Task
Print everything in the records from the line containing "Each instance of the evergreen" down to the last line of the records, both ends included, with no changes.
** BEGIN Records supplied **
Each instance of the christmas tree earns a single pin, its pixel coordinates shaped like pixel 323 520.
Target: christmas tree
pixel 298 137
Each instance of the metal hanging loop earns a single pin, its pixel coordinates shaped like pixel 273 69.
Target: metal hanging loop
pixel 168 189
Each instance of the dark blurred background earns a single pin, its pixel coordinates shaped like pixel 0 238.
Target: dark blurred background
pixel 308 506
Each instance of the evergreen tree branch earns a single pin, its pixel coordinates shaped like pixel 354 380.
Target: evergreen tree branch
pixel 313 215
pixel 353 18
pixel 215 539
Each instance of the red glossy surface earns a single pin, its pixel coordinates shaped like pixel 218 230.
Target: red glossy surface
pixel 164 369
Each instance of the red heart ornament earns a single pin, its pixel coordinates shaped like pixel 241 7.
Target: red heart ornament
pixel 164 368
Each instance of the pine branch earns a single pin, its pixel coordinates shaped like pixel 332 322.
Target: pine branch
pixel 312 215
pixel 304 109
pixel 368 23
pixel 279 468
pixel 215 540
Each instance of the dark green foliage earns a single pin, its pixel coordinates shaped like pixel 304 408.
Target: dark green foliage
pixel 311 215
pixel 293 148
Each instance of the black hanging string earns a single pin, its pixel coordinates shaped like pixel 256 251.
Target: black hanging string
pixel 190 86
** END Records supplied **
Response
Each instance of the evergreen tree branch earns a single pin, its pixel coordinates shaped like pixel 354 380.
Target: evergreen tree branch
pixel 313 215
pixel 353 18
pixel 215 539
Each instance of the red glossy surface earns a single pin, its pixel coordinates shaped like pixel 218 230.
Target: red glossy surface
pixel 164 369
Each instance of the red heart ornament earns a single pin, its pixel coordinates shaped like pixel 241 7.
Target: red heart ornament
pixel 164 368
Each instance of the pine branch earns a single pin, its pixel coordinates shaped like pixel 332 322.
Target: pine branch
pixel 312 215
pixel 304 109
pixel 368 23
pixel 279 468
pixel 215 540
Each instance of the dark green foliage earns a single pin, its pixel coordinates shaped like pixel 304 408.
Target: dark green foliage
pixel 311 215
pixel 293 148
Each instance of the black hanging string earns a single pin, its pixel coordinates shaped like pixel 256 251.
Target: black hanging string
pixel 190 86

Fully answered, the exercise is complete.